(WHAT YOU HAVE TO DO): In the copy, every record below must appear exactly as given, and no picture may appear.

(GIVEN RECORDS):
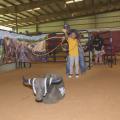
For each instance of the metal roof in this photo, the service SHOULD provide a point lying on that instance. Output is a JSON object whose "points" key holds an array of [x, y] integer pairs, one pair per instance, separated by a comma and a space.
{"points": [[30, 12]]}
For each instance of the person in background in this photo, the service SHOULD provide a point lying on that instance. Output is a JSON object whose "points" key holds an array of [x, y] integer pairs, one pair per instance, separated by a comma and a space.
{"points": [[98, 48]]}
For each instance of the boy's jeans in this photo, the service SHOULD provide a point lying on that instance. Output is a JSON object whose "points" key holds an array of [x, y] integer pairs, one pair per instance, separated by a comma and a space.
{"points": [[82, 64]]}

(EXERCISE RESULT):
For each instance of the metal roof in this photo, the service SHOULD provide a point lying on that instance. Output is a JSON object whose "points" key holds an array of [x, y] integer pairs, one pair per instance, separated by a comma and a space.
{"points": [[30, 12]]}
For each instance of the person in background in this photo, the service SHOULD provide a point lying on that instance. Output is a JSON object whose "points" key holds an array of [x, y] integer pairs, one pair per instance, separated by a comma and a space.
{"points": [[98, 48]]}
For each instance of the boy's jeans in this photo, the service SHOULD provide a point lying on that instance. Output is a JSON object whose "points" key holds an array of [x, y] integer pairs, one pair per instance, separated by a comma and a space.
{"points": [[82, 64]]}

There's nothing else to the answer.